(EXCERPT TO READ)

Vogue 1683 – Draaaama Skirt

Vogue 1683 is from the Spring ’20 collection. I can’t recall the last time I sewed a Big Four pattern within the year it was released. I know there are many haters of a high low hem, but I could wear them all day.

V1683 Skirt 10

I was drawn to the overskirt of this pattern because I felt it would help balance out my bust when worn with a slim fit top. The red plaid cotton was in my stash, but not enough for more than the front.

V1683 Skirt 2

The remainder of the skirt was sewn with a dense double weave Ralph Lauren stretch suiting from Fabricmart. While I like the stretch and density of the skirt fabric for a pencil skirt (smoothing, less bumps) it’s all just too dang heavy for what I envisioned as a breezy summer skirt. I should have gone for a wool crepe suiting, but couldn’t find any in March when I was desperate to sew this skirt.

Naturally, the pandemic with stay-at-home orders hit and I proceeded to sew ONE THOUSAND MASKS. Well, Ok. I sewed maybe 150. But, it felt like a thousand. What a sewing buzz kill! The good news about those masks is they funded two new pairs of Sven Clogs, so it was a fair trade off.

V1683 Skirt 3

DETAILS:

The skirt is finished with twill tape at the waist. My skirt is very heavy and I’m grateful for the twill tape to totally stabilise any growth in the bias but waist of the overskirt.

The pencil skirt is faced and lined. The lining for the front is almost treated like an underlining first, before being attached to the back lining peices.

V1683 Skirt 6

I think I would have preferred to use a thicker thread for topstitching the facing, making it more of a design feature. But, I sewed down the facing from the wrong side so I could use my topstitch foot for a close stitch. If I didn’t know how much I would hate it, I would even pickstich the front with topstitching thread by hand.

I did muslin this garment for fit. I started in the size 20 of the skirt. Funny, when I was a straight size 12 in sewing patterns, I thought the size range was fine. Now that I’m in the top of the size range, I wish it went up at least four more sizes.

  • I needed to make a full seat adjustment on the back skirt.
  • I graded out the overskirt pieces
  • Grading the front skirt pieces at the waist
  • Grading the facings to match
  • Shortened the front overskirt drape at the hem by 3″. I’m 5’6″ and the hem grazed the floor.

(End EXCERPT TO READ)
(EXCERPTED RECORDS)

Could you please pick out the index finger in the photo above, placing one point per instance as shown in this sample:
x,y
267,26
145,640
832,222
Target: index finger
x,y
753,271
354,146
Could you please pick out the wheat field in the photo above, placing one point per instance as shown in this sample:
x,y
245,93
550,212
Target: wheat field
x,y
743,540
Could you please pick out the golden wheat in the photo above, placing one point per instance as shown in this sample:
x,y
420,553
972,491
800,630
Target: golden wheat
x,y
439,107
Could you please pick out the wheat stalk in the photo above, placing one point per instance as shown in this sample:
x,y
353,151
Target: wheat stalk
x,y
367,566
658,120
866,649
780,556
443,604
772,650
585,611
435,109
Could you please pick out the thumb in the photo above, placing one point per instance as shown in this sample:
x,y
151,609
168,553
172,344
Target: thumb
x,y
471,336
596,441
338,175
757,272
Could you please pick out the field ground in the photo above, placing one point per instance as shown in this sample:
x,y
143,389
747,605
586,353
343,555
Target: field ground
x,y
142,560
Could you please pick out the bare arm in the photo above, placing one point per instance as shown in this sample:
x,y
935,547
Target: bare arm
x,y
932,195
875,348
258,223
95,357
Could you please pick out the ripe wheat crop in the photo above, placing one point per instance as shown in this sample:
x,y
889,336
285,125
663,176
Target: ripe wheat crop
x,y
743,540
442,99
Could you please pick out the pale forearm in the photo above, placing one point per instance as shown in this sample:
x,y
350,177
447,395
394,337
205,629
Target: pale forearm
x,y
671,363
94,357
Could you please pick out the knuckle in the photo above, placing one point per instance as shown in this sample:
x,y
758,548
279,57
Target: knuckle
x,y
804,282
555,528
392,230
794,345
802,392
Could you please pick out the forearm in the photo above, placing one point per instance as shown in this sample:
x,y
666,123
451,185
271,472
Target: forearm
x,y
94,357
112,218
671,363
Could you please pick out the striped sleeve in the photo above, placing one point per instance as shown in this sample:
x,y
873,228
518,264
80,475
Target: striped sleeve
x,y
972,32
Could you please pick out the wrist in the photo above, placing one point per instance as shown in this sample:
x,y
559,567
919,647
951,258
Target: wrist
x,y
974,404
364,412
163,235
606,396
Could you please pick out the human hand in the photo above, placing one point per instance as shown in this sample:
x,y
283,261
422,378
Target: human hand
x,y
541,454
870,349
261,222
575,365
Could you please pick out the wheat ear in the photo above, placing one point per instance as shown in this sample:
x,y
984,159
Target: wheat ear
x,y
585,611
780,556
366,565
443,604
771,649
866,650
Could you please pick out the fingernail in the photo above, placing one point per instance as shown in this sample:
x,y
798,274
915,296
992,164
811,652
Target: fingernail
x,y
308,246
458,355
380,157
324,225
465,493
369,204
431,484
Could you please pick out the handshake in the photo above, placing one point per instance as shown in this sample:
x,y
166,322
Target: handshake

(End EXCERPTED RECORDS)

EXERCISE DIRECTIONS | From the sewing post about the Vogue 1683 skirt, print the passage from "I was drawn" up to and including "fair trade off.", copied word for word.

WRITTEN ANSWER |
I was drawn to the overskirt of this pattern because I felt it would help balance out my bust when worn with a slim fit top. The red plaid cotton was in my stash, but not enough for more than the front.

V1683 Skirt 2

The remainder of the skirt was sewn with a dense double weave Ralph Lauren stretch suiting from Fabricmart. While I like the stretch and density of the skirt fabric for a pencil skirt (smoothing, less bumps) it’s all just too dang heavy for what I envisioned as a breezy summer skirt. I should have gone for a wool crepe suiting, but couldn’t find any in March when I was desperate to sew this skirt.

Naturally, the pandemic with stay-at-home orders hit and I proceeded to sew ONE THOUSAND MASKS. Well, Ok. I sewed maybe 150. But, it felt like a thousand. What a sewing buzz kill! The good news about those masks is they funded two new pairs of Sven Clogs, so it was a fair trade off.